- [How to complete this task] Find all lines below containing the string "Where" and return them.

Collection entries
>>>

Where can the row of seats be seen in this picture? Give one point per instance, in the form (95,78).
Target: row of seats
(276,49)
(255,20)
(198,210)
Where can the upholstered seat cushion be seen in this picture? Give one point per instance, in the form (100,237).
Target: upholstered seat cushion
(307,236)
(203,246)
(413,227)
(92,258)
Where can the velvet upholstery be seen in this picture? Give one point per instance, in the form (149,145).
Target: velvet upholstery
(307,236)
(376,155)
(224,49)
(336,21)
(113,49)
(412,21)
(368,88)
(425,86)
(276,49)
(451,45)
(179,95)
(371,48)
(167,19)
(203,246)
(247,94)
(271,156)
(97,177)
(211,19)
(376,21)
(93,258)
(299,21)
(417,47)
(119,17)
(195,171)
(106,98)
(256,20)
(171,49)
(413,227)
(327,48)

<<<

- [Response]
Where can the row of seats be seen in this picture? Give one point per instance, in the form (95,78).
Where can the upholstered seat cushion be seen in this picture? Give one point per instance, in the form (100,237).
Where can the velvet upholstery be seen in this picture? Give one point per instance, in the form (149,145).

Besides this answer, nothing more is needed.